Когда бабушка Оля ходила к Кате на уколы, она надевала чистое выходное платье, чистый головной платок и шествовала в медпункт через всё село. Кто-то Катю ругал, кто-то хвалил, но, сколько себя помню, лечила всех в деревне Катя.

Дядя Яша

Бабушкин родственник дядя Яша Горбачёв, который жил в Инякино, заболел, ему удалили камень из почки. Бабушка Оля сидела на скамейке перед погребом и рассказывала какой-то соседке, что дяде Яше сделали операцию, удалили камень.

«Вот такой», – говорит бабушка и показывает фаланг указательного пальца. Тут вступаю я. «Не такой, а такой», – показываю свой фаланг пальца, который, конечно же, значительно меньше бабушкиного в силу моего возраста. Бабушка возмущается: своим высказыванием я как бы уличаю её во лжи! Соседка уходит, бабушка сердито удаляется в дом, она со мной больше не разговаривает. Я тоже огорчена. Стою в коридоре дома и плачу. Думаю, вот бабушка напечёт пирогов, а мне теперь не даст, потому что я её обидела…

У дяди Яши в Инякино я иногда бывала, но мне там не нравилось. Его жена (тётя Поля) и дети были какие-то неприветливые, и мне там было неуютно. А однажды меня в Инякино оставили ночевать, и в этот вечер случился там страшный пожар. Сгорели 4 дома. Сельские жители совсем бессильны перед огнём. Дома сгорели до основания. Это было очень страшно. И запах гари ещё долго преследовал меня. С тех пор я старалась больше не бывать у Горбачёвых в Инякино.

++++++

- Что требуется -
A) Перепишите из текста воспоминаний дословно отрывок, начиная со слов «Когда бабушка Оля» и продолжая до слов «в деревне Катя.» включительно.
B) Ответьте по тексту воспоминаний на вопросы:
(i) В каком селе жил дядя Яша?
(ii) Как звали жену дяди Яши?
(iii) Сколько домов сгорело при пожаре?

(Строки набора данных)
++++++

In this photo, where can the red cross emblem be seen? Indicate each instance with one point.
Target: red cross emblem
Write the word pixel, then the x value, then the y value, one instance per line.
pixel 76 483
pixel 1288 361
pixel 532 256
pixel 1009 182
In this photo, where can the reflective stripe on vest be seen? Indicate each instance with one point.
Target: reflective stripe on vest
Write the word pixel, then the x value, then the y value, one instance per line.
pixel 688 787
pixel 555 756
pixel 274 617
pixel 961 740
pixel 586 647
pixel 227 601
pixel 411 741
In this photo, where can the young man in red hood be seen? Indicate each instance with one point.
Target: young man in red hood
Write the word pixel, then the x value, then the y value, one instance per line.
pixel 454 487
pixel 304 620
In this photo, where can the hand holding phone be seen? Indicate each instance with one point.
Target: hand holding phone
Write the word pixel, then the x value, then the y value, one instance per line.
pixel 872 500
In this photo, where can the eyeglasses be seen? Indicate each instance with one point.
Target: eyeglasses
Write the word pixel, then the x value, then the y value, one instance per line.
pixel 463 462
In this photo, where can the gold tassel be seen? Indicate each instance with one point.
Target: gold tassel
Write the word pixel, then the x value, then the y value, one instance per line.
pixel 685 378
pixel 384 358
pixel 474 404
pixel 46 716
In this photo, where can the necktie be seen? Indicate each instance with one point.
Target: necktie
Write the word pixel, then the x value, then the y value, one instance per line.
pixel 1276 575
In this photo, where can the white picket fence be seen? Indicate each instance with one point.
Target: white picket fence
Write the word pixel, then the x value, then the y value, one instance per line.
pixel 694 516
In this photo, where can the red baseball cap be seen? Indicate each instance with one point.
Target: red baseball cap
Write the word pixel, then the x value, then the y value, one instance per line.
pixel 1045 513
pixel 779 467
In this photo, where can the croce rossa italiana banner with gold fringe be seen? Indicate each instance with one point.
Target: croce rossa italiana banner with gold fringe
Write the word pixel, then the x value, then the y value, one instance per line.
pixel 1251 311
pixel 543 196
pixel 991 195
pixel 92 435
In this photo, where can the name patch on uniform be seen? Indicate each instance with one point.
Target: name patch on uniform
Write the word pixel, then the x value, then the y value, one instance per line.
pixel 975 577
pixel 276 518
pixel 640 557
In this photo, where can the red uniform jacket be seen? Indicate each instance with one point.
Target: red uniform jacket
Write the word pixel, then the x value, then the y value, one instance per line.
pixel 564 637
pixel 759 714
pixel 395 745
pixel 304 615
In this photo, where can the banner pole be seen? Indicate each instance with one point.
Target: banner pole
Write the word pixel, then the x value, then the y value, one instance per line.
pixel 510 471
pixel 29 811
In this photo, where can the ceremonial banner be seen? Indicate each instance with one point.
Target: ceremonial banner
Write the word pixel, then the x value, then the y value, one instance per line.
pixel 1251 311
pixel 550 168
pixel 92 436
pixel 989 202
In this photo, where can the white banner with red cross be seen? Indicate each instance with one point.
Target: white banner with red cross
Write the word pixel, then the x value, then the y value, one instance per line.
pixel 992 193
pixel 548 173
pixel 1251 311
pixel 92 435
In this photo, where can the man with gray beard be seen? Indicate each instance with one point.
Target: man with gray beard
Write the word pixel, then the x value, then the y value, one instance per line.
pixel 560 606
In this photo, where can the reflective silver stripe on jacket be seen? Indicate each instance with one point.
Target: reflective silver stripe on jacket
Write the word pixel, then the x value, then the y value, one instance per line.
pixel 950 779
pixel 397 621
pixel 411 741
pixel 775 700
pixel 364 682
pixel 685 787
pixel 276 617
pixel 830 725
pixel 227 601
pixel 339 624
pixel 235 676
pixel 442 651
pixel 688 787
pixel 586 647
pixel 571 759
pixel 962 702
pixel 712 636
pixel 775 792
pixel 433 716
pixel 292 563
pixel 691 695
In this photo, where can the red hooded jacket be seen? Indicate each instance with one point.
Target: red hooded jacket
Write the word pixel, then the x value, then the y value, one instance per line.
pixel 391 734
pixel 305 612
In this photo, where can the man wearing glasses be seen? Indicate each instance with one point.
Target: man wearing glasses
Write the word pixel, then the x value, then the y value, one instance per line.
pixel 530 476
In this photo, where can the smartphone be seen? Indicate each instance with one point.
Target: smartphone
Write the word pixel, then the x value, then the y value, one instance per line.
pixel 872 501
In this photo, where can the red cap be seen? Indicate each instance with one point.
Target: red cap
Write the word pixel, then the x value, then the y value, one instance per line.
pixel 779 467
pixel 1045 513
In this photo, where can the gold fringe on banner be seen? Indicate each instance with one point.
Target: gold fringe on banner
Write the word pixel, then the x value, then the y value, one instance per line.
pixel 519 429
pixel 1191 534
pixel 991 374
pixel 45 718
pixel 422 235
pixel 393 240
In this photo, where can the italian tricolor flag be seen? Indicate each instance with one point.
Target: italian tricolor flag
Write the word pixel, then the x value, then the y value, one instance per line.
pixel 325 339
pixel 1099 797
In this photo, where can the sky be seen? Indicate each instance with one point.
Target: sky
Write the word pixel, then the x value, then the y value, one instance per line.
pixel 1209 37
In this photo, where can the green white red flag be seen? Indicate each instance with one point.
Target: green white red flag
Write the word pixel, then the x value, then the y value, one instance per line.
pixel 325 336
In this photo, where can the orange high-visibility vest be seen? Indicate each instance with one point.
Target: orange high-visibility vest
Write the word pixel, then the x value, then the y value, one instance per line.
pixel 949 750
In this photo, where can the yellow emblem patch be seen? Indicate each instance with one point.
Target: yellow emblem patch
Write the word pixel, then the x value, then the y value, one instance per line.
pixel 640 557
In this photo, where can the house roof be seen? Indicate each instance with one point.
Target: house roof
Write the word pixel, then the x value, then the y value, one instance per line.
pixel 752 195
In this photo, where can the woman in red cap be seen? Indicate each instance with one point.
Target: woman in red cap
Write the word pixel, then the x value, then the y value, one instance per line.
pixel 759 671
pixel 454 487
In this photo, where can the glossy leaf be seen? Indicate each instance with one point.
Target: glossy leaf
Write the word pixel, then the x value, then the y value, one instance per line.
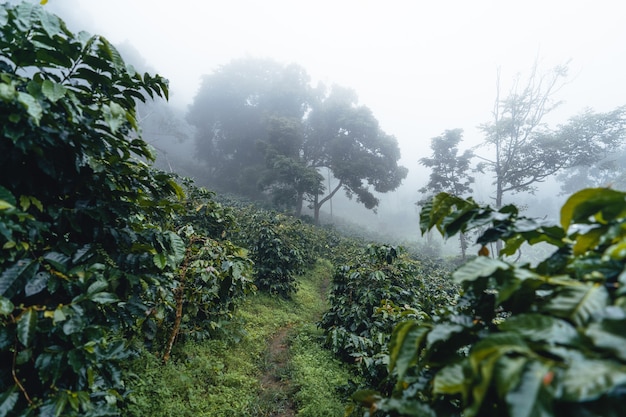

++++++

- Решения по заданиям -
A)
Когда бабушка Оля ходила к Кате на уколы, она надевала чистое выходное платье, чистый головной платок и шествовала в медпункт через всё село. Кто-то Катю ругал, кто-то хвалил, но, сколько себя помню, лечила всех в деревне Катя.

B)
(i) В Инякино.
(ii) Тётя Поля.
(iii) Четыре.